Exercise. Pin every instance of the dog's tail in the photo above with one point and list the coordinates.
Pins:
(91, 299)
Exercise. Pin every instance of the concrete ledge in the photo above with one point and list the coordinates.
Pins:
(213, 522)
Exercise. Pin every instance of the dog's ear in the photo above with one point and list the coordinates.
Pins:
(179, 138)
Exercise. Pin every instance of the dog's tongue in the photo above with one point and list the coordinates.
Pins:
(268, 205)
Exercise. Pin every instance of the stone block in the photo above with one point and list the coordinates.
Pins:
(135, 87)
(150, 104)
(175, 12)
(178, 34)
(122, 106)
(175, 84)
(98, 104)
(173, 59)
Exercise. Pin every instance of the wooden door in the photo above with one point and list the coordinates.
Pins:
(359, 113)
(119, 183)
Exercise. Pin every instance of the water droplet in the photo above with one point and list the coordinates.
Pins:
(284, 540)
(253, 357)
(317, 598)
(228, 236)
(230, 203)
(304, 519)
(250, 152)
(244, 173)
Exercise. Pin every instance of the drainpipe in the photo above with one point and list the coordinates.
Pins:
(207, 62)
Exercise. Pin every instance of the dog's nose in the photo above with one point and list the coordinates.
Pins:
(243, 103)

...

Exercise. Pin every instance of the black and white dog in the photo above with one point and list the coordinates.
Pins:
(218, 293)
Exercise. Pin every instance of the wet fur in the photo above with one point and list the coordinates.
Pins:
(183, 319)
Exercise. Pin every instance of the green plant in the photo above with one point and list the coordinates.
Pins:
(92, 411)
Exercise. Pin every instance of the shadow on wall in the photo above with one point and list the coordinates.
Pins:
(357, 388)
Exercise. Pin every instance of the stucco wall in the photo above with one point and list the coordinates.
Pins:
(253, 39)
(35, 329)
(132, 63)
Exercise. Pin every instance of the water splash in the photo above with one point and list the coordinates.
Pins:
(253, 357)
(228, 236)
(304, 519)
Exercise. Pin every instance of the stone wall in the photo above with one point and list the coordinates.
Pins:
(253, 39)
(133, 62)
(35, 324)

ACTION ITEM – Each line in which the string "wall" is found must be copied from the data.

SOLUTION TO THE PROBLEM –
Exercise. Pin every instance of the shadow on wall in the photo above with one point and list the coordinates.
Exercise. Pin every instance of the stucco wall in the photo above with one point and list the coordinates.
Exercise. Pin every instance of the stone wall in the photo above with one point and list the coordinates.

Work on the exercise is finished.